• _Stated goal_: Please lay out every line of the records below as a numbered list, one line per item, and leave out any blank lines.

•••

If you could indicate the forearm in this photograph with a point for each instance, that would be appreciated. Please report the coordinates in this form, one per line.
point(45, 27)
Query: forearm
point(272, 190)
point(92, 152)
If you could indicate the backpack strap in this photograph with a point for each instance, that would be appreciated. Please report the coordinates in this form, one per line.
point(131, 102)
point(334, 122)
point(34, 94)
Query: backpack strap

•••

• _Written solution_:
1. If you could indicate the forearm in this photograph with a point for each instance, that would be appreciated. Please report the coordinates in this form, one per line.
2. point(45, 27)
3. Query: forearm
4. point(272, 190)
5. point(92, 152)
6. If you could indicate the backpack strap in this photograph with a point for each instance, that would be appreciated. Please report the coordinates in this form, one per line.
7. point(131, 102)
8. point(334, 122)
9. point(34, 94)
10. Query: backpack strap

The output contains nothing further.